## TEXTABSCHNITT
****

Meldung vom 19.07.2020

Da steht ein Pferd im Wald

Wie beim Holzfällen der Boden geschont werden kann

Sichtbar entspannt lässt sich Edda gefallen, dass Hartmut Bischoff sie mit einem Mittel einsprüht, welches Mücken und Bremsen fernhalten soll, davon gibt es im Wald schließlich genug.
Edda ist ein Pferd der Rasse Schwarzwälder Füchse. Sie ist 12 Jahre alt und "kein Tier zum Kuscheln", so Bischoff, "sondern ein Arbeitspferd".
Hartmut Bischoff (68) aus Franzburg ist Rentner und der einzige Pferderücker für alle drei Altkreise rund um Stralsund. In ganz Mecklenburg-Vorpommern gäbe es nur insgesamt fünf, die diese sehr seltene, spannende und zugleich bodenschonende Arbeit professionell beherrschen. Und "man muss es wollen".

Das feine Pilzgeflecht bleibt erhalten
Dass Bischoff sein Handwerk bestens beherrscht, stellt er unmittelbar nach dem Einsprühen von Edda unter Beweis. Bevor das etwa 1,60 Meter hohe Arbeitstier und der Pferderücker im Unterholz verschwinden, gibt es mit Thomas Struwe eine Kurzbesprechung. Der Mitarbeiter der Stadtverwaltung ist unter anderem zuständig für den ca. 64 Hektar großen Stadtwald am Moorteich. Der Wald wird aktuell von umgestürzten und gefällten Bäumen beräumt, teilweise mit einer Arbeitsmaschine und eben mit dem Pferd. Beide Fachmänner besprechen, an welchen Stellen Baumstämme herausgezogen werden sollen.
Struwe erklärt dazu: "Es gibt keine bodenschonendere Methode als die des Pferderückens, um die schweren Stämme aus dem Wald zum Weg zu transportieren. Eine Bodenverdichtung findet nur punktuell statt, ein schweres Fahrzeug würde tiefe Rillen in den Boden drücken und das feine Wurzel- und Pilzgeflecht, über das die Bäume miteinander verbunden sind, langfristig stören." Einige Stämme verbleiben dabei als Biotopholz bewusst im Wald und werden nicht gerückt.

Edda hört auf's Wort
"Links!", "Rechts!", "Stopp!" hallt es durch den Wald. Das imposante Arbeitstier hört auf jedes Wort. Unmittelbar! Bis das tadellos klappte, dauerte das Training dafür übrigens etwa fünf Jahre, so der Franzburger.
Neben einem dicken Baumstamm stoppt das Pferd, der Pferderücker legt eine Kette um den Stamm und gibt Kommandos. Nur wenig später liegt der Stamm direkt am Wegesrand zur Abholung bereit. Das Ganze wiederholt sich mehrere Male, bis eine erste Pause eingelegt wird.
Dabei sind Struwe, Bischoff und Edda aber nicht allein. Radfahrer, Läufer und Wanderer schauen beim Vorbeifahren und -gehen interessiert zu. Sie bleiben stehen und staunen, wie eine Pferdestärke die dicken und großen Stämme aus dem Unterholz zieht.

****

## DATEN
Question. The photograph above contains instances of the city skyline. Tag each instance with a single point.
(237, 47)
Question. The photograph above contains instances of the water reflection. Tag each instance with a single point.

****

## AUFGABEN
1. Schreiben Sie aus dem Bericht über das Pferderücken den Teil von "Neben einem dicken" bis "Pause eingelegt wird." wortgetreu ab.
2. Wie lange dauerte laut dem Bericht über das Pferderücken das Training, bis Edda tadellos auf die Kommandos hörte?
3. Erklären Sie anhand des Berichts über das Pferderücken, warum Thomas Struwe diese Methode für besonders bodenschonend hält.

## ANTWORTEN JE AUFGABE
1.
Neben einem dicken Baumstamm stoppt das Pferd, der Pferderücker legt eine Kette um den Stamm und gibt Kommandos. Nur wenig später liegt der Stamm direkt am Wegesrand zur Abholung bereit. Das Ganze wiederholt sich mehrere Male, bis eine erste Pause eingelegt wird.

2. Das Training dauerte etwa fünf Jahre.

3. Beim Pferderücken wird der Boden nur punktuell verdichtet. Ein schweres Fahrzeug würde dagegen tiefe Rillen in den Boden drücken. Außerdem würde es das feine Wurzel- und Pilzgeflecht, über das die Bäume miteinander verbunden sind, langfristig stören.